# Qué se pide:
Selecciona y copia cada una de las filas de abajo que contenga la palabra "each". Se distinguen mayúsculas de minúsculas.

# Filas disponibles:

= = = = =

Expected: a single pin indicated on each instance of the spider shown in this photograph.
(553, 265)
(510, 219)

= = = = =

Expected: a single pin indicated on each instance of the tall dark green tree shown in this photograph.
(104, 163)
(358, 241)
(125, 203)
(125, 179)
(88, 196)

= = = = =

# Respuesta a continuación:
Expected: a single pin indicated on each instance of the spider shown in this photograph.
Expected: a single pin indicated on each instance of the tall dark green tree shown in this photograph.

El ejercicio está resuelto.